— start Records to process —
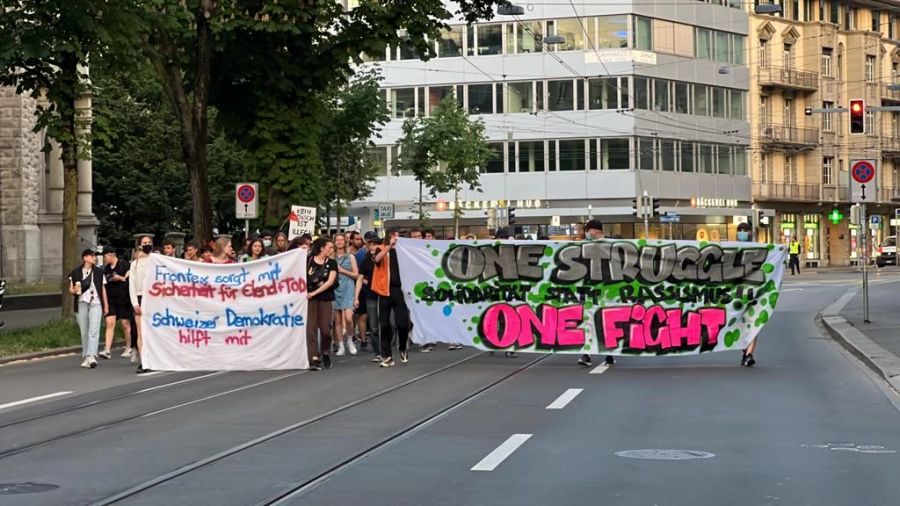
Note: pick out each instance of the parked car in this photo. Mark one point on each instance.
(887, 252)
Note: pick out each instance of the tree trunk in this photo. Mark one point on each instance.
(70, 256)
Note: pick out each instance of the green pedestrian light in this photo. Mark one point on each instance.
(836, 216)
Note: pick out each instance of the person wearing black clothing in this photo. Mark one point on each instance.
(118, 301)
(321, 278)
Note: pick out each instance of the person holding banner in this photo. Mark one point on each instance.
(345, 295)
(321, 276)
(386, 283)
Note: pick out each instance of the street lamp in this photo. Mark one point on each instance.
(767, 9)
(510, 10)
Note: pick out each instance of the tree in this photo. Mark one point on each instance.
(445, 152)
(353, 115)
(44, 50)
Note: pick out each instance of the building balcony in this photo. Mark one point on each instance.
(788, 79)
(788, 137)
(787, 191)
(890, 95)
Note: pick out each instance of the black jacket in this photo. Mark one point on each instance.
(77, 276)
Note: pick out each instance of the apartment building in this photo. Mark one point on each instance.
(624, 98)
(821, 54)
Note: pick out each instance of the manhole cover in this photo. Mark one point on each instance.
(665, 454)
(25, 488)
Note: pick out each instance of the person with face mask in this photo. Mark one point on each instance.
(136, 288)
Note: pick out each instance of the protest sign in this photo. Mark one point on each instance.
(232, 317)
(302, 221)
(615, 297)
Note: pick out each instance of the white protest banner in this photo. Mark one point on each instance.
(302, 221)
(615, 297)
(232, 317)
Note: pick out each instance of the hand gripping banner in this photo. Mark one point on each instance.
— end Records to process —
— start Records to process —
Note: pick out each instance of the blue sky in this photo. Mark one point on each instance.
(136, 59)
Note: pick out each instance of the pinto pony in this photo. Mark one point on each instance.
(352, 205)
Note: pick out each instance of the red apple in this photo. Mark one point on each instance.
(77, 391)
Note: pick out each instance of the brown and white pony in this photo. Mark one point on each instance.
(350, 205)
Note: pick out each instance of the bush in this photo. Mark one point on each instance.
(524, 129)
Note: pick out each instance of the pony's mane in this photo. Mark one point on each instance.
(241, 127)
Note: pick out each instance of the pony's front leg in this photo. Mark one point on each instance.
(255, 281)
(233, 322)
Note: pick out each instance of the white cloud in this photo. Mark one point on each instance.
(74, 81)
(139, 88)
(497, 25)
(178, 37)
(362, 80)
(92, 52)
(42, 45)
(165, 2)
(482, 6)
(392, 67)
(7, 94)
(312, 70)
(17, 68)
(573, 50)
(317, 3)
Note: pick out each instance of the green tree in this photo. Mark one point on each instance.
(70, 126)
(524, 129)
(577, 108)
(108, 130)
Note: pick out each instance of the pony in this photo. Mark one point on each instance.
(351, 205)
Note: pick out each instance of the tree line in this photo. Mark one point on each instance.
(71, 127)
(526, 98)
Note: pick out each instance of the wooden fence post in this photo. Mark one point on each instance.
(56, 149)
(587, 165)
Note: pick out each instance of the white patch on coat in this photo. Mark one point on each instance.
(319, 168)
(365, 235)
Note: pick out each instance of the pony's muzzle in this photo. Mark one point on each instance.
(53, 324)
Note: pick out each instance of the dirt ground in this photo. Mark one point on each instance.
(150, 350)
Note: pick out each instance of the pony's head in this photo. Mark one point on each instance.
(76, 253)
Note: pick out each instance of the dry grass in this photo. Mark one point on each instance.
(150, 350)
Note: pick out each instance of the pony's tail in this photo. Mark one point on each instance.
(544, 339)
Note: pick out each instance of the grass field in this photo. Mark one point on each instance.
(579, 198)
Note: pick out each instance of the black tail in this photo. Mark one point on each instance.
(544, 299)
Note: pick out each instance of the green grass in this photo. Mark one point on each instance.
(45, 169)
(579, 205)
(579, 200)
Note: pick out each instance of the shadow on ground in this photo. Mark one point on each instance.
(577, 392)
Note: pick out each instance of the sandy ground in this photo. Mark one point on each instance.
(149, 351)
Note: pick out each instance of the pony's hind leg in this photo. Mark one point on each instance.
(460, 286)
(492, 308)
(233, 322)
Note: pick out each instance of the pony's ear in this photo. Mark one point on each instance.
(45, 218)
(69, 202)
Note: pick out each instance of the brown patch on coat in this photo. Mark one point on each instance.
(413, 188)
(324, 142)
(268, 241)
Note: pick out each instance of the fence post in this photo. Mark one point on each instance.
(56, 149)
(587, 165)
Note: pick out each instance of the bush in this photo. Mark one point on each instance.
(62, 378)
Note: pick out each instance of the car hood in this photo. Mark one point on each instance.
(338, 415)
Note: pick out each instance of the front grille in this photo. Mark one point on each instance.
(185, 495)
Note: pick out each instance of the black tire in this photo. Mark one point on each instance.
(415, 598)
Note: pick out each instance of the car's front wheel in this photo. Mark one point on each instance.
— end Records to process —
— start Records to process —
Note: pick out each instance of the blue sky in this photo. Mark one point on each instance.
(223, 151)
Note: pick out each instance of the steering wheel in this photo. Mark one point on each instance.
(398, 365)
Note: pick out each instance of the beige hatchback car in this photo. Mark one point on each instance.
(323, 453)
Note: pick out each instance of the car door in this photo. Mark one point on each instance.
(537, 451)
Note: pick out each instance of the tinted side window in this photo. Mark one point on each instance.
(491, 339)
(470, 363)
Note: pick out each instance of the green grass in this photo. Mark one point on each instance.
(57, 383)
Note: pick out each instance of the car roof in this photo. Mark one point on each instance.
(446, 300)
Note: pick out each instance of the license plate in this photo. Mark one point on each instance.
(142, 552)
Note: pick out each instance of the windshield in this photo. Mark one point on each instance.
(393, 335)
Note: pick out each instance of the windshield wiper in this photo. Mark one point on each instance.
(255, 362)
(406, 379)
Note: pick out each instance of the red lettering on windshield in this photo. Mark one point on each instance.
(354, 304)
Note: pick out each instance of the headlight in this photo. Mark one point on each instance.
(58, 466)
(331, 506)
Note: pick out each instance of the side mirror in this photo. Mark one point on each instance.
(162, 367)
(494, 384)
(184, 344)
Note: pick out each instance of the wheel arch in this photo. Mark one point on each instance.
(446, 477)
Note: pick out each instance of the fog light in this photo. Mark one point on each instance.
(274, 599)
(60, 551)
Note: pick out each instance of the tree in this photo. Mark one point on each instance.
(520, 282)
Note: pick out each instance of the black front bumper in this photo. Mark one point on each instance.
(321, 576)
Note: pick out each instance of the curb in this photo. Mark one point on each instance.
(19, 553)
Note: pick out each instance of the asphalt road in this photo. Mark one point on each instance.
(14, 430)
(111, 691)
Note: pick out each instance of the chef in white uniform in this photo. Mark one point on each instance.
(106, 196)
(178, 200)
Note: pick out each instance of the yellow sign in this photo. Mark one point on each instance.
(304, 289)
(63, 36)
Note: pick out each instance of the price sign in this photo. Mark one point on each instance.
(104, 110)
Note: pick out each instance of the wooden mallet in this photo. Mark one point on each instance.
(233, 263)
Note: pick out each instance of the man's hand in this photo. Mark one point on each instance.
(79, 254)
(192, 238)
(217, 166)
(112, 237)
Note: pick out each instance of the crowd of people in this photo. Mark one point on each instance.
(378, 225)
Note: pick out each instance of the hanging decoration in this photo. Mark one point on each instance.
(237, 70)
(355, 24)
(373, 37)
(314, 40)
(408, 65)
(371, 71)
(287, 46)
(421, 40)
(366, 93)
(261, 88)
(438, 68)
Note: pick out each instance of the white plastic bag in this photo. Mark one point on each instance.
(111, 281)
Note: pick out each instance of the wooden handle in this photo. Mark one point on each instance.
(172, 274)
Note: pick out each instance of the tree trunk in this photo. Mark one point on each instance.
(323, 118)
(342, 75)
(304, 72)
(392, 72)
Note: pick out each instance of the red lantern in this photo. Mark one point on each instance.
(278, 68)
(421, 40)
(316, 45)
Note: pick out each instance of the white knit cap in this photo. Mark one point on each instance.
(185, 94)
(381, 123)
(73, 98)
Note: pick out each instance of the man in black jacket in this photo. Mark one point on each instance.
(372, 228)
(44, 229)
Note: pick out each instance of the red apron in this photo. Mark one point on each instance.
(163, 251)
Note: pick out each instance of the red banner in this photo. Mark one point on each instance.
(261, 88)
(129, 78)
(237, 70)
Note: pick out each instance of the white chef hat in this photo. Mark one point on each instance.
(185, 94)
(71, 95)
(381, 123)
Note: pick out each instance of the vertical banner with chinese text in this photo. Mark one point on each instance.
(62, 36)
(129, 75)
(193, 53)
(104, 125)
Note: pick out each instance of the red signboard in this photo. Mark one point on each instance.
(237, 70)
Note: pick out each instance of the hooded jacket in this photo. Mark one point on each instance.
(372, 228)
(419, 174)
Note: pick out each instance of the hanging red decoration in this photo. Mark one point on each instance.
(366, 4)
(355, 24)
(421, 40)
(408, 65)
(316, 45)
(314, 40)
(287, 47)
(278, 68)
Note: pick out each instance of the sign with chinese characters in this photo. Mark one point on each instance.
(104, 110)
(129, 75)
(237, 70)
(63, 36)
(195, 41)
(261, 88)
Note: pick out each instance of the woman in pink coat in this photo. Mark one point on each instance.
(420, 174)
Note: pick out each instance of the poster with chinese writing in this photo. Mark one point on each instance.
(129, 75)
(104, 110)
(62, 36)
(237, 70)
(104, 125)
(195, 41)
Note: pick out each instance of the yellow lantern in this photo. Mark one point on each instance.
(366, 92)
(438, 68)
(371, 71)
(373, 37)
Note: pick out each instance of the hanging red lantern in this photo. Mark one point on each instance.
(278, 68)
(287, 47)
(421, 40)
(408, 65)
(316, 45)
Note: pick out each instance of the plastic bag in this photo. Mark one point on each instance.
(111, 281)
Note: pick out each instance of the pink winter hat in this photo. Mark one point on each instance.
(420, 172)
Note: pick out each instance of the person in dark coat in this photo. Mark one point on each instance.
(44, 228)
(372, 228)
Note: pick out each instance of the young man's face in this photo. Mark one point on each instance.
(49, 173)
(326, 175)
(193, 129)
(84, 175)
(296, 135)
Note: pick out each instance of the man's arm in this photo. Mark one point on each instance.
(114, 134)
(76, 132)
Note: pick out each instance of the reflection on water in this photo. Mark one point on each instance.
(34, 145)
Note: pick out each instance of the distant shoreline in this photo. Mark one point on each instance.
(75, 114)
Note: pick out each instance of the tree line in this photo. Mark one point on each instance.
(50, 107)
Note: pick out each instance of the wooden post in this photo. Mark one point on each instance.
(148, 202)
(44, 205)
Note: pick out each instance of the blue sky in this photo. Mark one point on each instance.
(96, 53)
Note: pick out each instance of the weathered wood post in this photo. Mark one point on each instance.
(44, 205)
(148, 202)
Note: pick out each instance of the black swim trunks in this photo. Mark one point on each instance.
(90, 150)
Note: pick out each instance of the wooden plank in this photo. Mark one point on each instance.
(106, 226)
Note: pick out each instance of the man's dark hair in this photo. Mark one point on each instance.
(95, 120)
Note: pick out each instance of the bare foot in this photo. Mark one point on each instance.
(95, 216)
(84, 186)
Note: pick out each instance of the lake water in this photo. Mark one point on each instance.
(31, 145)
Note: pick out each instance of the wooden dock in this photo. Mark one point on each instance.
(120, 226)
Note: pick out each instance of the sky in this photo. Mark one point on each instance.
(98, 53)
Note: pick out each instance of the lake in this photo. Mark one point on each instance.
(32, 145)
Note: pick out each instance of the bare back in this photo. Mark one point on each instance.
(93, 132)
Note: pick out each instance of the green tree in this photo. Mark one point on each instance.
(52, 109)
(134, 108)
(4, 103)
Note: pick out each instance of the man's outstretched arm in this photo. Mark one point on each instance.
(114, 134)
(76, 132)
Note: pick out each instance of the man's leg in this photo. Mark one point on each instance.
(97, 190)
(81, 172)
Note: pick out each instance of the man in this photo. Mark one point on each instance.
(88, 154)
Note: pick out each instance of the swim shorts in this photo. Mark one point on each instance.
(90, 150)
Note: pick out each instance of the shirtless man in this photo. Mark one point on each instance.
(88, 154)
— end Records to process —
§ What you are asked to do
Count the lines above that contain the string "windshield", treating uppercase and lowercase as different. Give only the number.

§ Written response
3